QUOTED TEXT:
>> start
The above sections can be helpful for pet projects, or for Sheets that are infrequently changed. But what if you wanted to support:

overwrites (effectively a DROP + CREATE)
appends
append only new rows that have unique primary keys
append only uniques and deduplicate existing rows

And conduct basic data hygiene and maintenance, like:

periodically replicate to an external datalake
dropping empty rows & columns
deduplicating on a primary key
rearranging and standardizing column ordering

All while nontechnical users can interface with it easily and versioning is provided free, out of the box.

Further, what if you wanted to add the ability to make those writes from anywhere? Like, for example, in response to a SQS message or a new CSV being added to an S3 bucket.

(the solution is too long to include here, but here's the link to the repo. You can clone the repo, deploy with serverless, and have Lambdas ready to go to make those operations)

git clone git@github.com:alecbw/GSpread-Advanced-Writes-www.alec.fyi.git

#4.1 repo overview

This repo contains a serverless.yml infrastructure-as-code file, which deploys 3 Lambdas:

A GSheet Read Lambda (gsheet_read_handler)
A GSheet Write Lambda (gsheet_write_handler)
A GSheet -> S3 data sync cron service (s3_gsheets_sync_handler)
>> end
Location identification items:
>> start
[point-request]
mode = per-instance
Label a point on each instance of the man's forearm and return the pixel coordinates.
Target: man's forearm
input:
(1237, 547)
>> end
>> start
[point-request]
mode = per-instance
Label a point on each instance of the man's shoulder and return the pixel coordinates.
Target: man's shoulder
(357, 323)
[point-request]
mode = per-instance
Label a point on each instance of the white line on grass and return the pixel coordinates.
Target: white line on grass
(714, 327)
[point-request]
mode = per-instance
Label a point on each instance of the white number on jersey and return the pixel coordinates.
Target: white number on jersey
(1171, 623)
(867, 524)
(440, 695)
>> end
TASKS:
[1] According to the GSheet excerpt, how many Lambdas does the serverless.yml file deploy?
[2] Do these statements agree with the GSheet excerpt? (a) The repo can be deployed with serverless. (b) An overwrite is effectively a DROP + CREATE. (c) The full solution is included in the excerpt itself.
The items play no part here.

THE RESPONSES:
[1] Three: a GSheet Read Lambda, a GSheet Write Lambda, and a GSheet -> S3 data sync cron service.

[2]
(a) Yes: "deploy with serverless"
(b) Yes: "overwrites (effectively a DROP + CREATE)"
(c) No: "the solution is too long to include here"